RECORDED DATA -

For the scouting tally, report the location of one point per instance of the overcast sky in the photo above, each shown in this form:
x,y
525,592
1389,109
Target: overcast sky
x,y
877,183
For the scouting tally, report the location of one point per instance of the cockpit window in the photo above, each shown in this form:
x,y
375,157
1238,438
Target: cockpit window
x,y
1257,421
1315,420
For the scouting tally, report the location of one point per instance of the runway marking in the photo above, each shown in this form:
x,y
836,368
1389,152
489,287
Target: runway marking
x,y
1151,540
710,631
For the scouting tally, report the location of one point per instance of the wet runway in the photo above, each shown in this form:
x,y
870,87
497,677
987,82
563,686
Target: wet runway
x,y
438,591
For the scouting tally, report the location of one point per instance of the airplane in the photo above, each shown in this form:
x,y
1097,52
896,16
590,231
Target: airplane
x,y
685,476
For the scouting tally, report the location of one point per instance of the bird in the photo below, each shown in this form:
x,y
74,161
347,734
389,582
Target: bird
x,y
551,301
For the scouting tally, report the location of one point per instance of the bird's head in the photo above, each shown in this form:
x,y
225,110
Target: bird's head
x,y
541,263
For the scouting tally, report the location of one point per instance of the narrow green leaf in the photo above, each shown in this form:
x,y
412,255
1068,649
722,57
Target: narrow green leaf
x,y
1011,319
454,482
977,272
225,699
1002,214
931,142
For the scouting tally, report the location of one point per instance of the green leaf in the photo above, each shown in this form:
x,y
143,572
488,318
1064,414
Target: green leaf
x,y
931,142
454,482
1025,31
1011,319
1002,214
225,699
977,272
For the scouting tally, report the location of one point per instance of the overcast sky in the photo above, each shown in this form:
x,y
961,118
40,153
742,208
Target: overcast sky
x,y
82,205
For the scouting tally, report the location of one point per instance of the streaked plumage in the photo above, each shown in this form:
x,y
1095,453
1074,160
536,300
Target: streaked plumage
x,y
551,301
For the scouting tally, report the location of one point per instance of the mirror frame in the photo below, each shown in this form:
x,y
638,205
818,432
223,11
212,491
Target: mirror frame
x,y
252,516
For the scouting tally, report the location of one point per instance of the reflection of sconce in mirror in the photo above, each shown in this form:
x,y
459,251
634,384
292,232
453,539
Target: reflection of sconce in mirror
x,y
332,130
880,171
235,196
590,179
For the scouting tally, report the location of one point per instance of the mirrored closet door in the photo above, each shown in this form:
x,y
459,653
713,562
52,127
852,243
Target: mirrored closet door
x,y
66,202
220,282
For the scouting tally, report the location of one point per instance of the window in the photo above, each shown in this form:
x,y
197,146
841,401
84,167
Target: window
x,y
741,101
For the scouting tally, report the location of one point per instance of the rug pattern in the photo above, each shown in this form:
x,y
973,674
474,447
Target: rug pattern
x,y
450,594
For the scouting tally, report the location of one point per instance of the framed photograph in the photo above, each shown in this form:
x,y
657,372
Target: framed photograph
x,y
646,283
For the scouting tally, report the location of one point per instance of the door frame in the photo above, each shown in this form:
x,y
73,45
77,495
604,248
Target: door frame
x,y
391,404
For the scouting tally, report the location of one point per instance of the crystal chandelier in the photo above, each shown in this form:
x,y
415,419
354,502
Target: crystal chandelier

AIM OF THE EXERCISE -
How many lines in the data above contain the word "crystal"? Reply with only that figure.

EXPECTED OUTPUT -
2